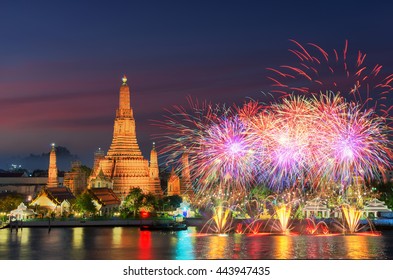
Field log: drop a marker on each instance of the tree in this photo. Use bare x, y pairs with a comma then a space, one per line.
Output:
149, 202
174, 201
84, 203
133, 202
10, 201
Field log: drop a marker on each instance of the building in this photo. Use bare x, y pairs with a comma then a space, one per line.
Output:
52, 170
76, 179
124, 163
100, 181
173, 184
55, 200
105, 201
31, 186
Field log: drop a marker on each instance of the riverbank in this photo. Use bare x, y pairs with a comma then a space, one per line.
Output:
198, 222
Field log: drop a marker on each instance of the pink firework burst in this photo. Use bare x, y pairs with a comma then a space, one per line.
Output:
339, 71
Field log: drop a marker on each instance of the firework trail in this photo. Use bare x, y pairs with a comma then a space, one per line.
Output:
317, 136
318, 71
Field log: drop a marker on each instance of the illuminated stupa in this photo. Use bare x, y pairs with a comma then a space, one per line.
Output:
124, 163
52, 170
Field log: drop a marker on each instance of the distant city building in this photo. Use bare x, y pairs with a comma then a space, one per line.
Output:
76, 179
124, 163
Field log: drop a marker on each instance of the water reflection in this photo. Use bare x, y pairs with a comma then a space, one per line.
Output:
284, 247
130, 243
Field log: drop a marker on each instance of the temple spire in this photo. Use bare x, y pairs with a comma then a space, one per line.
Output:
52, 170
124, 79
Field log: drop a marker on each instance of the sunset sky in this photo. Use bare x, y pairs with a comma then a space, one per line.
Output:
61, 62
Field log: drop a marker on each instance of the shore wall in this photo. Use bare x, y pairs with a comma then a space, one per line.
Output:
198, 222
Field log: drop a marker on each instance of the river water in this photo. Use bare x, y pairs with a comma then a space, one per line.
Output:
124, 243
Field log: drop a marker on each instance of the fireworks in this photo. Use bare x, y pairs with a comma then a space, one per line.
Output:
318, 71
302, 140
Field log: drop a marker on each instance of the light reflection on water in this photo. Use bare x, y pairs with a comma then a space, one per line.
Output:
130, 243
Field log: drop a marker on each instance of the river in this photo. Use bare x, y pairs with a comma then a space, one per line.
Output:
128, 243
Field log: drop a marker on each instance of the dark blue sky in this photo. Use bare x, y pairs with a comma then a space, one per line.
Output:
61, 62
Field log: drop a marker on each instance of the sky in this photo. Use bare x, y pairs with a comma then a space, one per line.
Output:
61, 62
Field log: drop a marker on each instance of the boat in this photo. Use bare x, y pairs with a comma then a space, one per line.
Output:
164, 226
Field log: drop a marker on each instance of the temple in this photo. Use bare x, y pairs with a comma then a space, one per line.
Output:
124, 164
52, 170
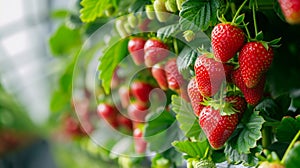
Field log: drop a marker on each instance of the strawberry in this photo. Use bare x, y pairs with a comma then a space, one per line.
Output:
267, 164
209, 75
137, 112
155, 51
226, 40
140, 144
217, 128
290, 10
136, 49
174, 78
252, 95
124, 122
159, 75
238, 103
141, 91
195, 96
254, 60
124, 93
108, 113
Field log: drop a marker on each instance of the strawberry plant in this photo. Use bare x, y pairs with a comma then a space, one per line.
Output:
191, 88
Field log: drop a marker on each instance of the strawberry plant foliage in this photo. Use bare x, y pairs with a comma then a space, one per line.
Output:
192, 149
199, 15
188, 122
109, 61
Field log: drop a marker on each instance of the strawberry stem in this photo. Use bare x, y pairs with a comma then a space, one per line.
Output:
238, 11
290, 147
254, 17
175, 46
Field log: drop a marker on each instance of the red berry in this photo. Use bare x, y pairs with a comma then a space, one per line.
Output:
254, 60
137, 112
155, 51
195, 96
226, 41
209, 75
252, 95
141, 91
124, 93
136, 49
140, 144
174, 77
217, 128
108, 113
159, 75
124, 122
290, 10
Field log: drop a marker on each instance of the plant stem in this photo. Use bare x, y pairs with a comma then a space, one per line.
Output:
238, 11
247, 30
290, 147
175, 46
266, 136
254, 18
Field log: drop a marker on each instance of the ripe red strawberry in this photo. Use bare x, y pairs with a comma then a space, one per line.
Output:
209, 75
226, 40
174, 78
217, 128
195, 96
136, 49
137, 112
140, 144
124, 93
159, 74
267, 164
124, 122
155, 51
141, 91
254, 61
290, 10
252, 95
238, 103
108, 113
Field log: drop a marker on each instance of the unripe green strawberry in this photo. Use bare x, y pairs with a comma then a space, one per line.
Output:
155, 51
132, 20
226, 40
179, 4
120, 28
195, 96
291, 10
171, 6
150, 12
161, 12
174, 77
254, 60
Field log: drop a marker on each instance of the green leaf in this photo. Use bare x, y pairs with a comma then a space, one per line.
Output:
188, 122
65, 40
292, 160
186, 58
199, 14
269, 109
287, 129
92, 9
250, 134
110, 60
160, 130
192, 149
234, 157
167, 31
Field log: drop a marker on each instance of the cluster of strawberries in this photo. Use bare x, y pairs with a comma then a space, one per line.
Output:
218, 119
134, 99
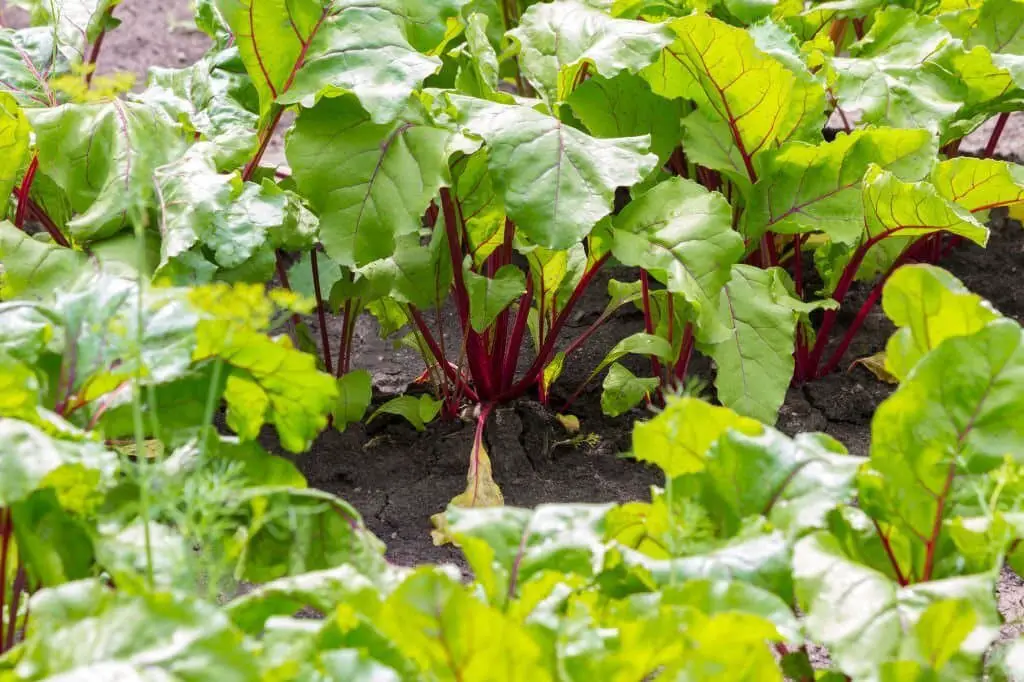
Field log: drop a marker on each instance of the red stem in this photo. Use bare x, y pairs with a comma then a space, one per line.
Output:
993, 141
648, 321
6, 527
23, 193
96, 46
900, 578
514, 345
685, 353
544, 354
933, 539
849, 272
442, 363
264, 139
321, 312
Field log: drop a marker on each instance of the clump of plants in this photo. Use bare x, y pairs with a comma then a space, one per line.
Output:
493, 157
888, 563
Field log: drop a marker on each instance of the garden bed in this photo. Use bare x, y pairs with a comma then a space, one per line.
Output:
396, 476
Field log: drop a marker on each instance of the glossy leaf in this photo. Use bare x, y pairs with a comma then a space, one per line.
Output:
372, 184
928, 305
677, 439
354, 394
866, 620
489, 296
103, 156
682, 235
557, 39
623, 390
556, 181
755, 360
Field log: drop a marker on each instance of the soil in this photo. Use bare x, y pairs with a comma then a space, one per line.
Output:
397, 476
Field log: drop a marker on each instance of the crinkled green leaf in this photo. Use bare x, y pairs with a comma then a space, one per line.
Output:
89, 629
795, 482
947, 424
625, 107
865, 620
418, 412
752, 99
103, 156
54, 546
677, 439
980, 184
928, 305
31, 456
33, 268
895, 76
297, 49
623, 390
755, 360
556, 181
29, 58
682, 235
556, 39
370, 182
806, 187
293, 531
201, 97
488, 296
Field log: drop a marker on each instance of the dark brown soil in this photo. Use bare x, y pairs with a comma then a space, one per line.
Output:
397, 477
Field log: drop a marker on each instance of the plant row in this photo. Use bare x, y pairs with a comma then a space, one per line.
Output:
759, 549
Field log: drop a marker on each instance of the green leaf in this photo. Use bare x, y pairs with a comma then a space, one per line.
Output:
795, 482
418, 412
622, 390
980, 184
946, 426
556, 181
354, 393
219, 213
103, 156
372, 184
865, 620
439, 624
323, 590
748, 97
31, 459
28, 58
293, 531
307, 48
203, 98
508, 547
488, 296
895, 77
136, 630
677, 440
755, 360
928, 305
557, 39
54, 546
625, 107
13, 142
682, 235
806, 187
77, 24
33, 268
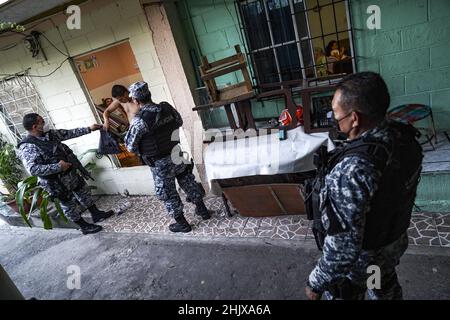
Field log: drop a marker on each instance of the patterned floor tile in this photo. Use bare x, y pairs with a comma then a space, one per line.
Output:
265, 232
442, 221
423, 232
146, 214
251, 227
● ● ● ●
■ Problem description ■
Reproduce the listing above from the line that holds "Field log: drop a marker on each instance of the ripe" through the line that holds "Field log: drop a marker on each instance of the crinkled", both included, with the pictures left out.

■ Response ■
Field log: drop a marker on each instance of the ripe red strawberry in this photo. Use bare x, y pairs with a comma then a space, one per line.
Output:
209, 75
226, 40
174, 78
217, 128
195, 96
136, 49
137, 112
140, 144
124, 93
159, 74
267, 164
124, 122
155, 51
141, 91
254, 61
290, 10
252, 95
238, 103
108, 113
Field log: drop a marker on each instance of the unripe green strawberry in this photo. Use bare x, y pairs with a comma then a space, one per line.
Output:
155, 51
132, 20
226, 40
179, 4
120, 28
195, 96
291, 10
171, 6
150, 12
161, 12
174, 77
254, 60
Field log: drop a marker on each instance of the green leaf in this photo. Use bare x, y pairs with a comma then a space, one per line.
Output:
188, 122
65, 40
292, 160
186, 58
199, 14
269, 109
287, 129
92, 9
250, 134
110, 60
160, 130
192, 149
234, 157
167, 31
Field log: drop a marker on each instance of the cluster of strawberries in this photo. Use bare x, y pairs with a comma then a space, one per line.
Output:
218, 119
134, 99
Field log: drop a marker on each instance of the red stem in this photo. Use bare x, y pairs with a comma then a space, one per line.
Output:
993, 141
648, 321
6, 527
23, 193
96, 46
900, 578
514, 345
685, 353
544, 354
933, 539
849, 272
442, 363
264, 139
321, 312
Field log: drop a marker on each instance of the clump of plants in this photo. Use bare x, y pairs with a comma then a space, one per line.
Output:
493, 157
888, 563
Field log: drop a marker on each instance of the garden bed in this photo. Use bare x, y pairs with a comma then a space, one per line.
Output:
396, 476
Field log: drop a marker on each instance of the glossy leaf in this photo. Use bare x, y pairs with a comma then a space, one per line.
Output:
372, 184
928, 305
677, 439
354, 394
866, 620
489, 296
103, 156
682, 235
557, 39
623, 390
556, 181
755, 360
Field log: drop a marker on each instance of the soil in this photo. Use bare x, y pairs with a comma then a space, one per line.
Output:
397, 476
Field log: drop a marker on each instance of the crinkled green leaf in this photo. Use bare x, y pairs with a comma then a space, one per line.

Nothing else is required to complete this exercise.